* **List of tasks**
• 1. According to the passage on Duke Energy's risks below, what does Duke Energy do to mitigate commodity price risks?
• 2. Output a verbatim copy of a section of the passage on Duke Energy's risks that follows. Begin at the words "Additionally, Duke Energy’s" and stop after "sources of liquidity.".
• 3. Decide whether each statement agrees with the passage on Duke Energy's risks given below. Answer yes or no for each, and quote the words from the passage that decide it.
(a) Duke Energy's investments outside the United States expose it to fluctuations in currency rates.
(b) Exposure to commodity prices generates higher earnings volatility in Duke Energy's regulated businesses.
(c) A downgrade of Duke Energy's credit rating may increase its cost of borrowing.

* **Extract to read**
━━━

Duke Energy’s earnings are impacted by fluctuations in commodity prices. Exposure to commodity prices generates higher earnings volatility in the unregulated businesses as there are timing differences as to when such costs are recovered in rates. To mitigate these risks, Duke Energy enters into derivative instruments to effectively hedge known exposures.

Additionally, Duke Energy’s investments and projects located outside of the United States expose Duke Energy to risks related to laws of other countries, taxes, economic conditions, fluctuations in currency rates, political conditions and policies of foreign governments. Changes in these factors are difficult to predict and may impact Duke Energy’s future results.

Duke Energy also relies on access to both short-term money markets and longer-term capital markets as a source of liquidity for capital requirements not met by cash flow from operations. An inability to access capital at competitive rates could adversely affect Duke Energy’s ability to implement its strategy. Market disruptions or a downgrade of Duke Energy’s credit rating may increase its cost of borrowing or adversely affect its ability to access one or more sources of liquidity.

For further information related to management’s assessment of Duke Energy’s risk factors, see Item 1A. “Risk Factors.”

━━━

* **Dataset entries**

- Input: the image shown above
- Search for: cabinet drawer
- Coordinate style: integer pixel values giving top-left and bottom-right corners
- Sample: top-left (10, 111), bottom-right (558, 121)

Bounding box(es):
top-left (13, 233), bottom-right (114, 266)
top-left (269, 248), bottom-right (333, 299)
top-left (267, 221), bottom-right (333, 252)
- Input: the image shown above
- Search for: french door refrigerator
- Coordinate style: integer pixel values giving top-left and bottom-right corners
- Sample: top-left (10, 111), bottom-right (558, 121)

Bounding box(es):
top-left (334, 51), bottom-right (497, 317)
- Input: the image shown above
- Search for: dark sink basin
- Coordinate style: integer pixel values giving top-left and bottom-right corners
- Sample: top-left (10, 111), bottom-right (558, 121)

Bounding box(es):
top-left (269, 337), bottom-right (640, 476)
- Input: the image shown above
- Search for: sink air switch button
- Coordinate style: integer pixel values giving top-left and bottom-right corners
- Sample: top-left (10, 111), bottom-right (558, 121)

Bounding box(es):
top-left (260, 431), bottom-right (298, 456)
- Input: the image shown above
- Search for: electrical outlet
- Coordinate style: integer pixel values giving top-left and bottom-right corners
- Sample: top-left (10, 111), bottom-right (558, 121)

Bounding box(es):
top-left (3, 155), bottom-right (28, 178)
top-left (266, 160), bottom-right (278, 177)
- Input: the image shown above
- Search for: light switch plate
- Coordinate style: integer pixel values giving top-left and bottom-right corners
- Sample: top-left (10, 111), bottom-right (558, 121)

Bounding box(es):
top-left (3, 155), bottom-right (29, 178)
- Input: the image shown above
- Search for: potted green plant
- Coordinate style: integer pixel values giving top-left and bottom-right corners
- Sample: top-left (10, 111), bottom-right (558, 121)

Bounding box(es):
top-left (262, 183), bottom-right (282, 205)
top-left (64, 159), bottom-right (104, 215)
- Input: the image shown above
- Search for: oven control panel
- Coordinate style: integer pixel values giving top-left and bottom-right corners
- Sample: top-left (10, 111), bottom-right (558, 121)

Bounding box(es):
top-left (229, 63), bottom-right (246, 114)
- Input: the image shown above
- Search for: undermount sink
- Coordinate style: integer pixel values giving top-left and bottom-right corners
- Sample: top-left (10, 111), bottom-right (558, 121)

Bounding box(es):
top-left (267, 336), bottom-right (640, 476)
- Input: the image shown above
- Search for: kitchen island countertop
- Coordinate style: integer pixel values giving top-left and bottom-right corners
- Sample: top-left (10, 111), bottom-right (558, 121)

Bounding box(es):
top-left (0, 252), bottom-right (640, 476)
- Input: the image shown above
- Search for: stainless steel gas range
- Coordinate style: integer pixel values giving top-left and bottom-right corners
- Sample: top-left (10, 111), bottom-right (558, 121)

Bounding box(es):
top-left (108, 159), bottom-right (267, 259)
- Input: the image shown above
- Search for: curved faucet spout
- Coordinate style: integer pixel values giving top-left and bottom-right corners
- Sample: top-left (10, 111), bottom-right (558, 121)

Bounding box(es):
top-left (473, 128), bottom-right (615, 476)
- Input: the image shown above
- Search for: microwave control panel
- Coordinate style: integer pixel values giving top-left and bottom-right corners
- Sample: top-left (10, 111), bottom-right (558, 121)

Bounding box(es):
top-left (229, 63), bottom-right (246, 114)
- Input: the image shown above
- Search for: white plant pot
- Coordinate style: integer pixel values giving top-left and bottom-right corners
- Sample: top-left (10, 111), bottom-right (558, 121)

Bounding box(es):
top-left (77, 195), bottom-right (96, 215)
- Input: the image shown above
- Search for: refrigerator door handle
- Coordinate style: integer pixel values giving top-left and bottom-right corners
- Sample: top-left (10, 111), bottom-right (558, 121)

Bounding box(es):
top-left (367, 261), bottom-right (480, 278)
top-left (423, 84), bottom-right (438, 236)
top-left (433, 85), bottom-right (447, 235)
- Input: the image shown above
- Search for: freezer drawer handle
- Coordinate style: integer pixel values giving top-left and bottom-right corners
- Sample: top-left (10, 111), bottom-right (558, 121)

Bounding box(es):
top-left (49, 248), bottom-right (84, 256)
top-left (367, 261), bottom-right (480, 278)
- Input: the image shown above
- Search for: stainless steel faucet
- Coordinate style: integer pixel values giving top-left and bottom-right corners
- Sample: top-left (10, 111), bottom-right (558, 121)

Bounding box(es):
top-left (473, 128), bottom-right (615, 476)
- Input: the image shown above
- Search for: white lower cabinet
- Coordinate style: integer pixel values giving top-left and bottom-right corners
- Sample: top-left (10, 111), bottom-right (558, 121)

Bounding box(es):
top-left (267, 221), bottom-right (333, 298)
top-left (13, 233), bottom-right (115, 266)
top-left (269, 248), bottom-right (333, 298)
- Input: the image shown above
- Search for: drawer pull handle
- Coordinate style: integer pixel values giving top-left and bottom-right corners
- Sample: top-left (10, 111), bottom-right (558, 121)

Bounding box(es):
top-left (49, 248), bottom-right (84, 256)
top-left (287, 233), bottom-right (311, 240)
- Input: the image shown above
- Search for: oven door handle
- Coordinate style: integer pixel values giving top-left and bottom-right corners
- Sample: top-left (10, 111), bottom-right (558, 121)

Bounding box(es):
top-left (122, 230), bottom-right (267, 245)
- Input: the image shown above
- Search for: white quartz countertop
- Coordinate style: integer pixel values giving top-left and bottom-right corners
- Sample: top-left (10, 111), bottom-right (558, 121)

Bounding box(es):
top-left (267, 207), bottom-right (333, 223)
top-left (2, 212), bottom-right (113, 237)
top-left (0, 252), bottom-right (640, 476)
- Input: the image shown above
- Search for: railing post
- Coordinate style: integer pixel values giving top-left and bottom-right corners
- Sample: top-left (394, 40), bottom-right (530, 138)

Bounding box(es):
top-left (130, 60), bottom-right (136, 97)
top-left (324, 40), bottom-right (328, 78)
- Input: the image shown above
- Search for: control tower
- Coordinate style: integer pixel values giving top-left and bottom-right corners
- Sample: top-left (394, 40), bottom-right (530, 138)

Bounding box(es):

━━━

* **Correct answers**
• 1. It enters into derivative instruments to effectively hedge known exposures.

• 2.
Additionally, Duke Energy’s investments and projects located outside of the United States expose Duke Energy to risks related to laws of other countries, taxes, economic conditions, fluctuations in currency rates, political conditions and policies of foreign governments. Changes in these factors are difficult to predict and may impact Duke Energy’s future results.

Duke Energy also relies on access to both short-term money markets and longer-term capital markets as a source of liquidity for capital requirements not met by cash flow from operations. An inability to access capital at competitive rates could adversely affect Duke Energy’s ability to implement its strategy. Market disruptions or a downgrade of Duke Energy’s credit rating may increase its cost of borrowing or adversely affect its ability to access one or more sources of liquidity.

• 3.
(a) Yes: "Duke Energy’s investments and projects located outside of the United States expose Duke Energy to risks related to laws of other countries, taxes, economic conditions, fluctuations in currency rates"
(b) No: "Exposure to commodity prices generates higher earnings volatility in the unregulated businesses"
(c) Yes: "a downgrade of Duke Energy’s credit rating may increase its cost of borrowing"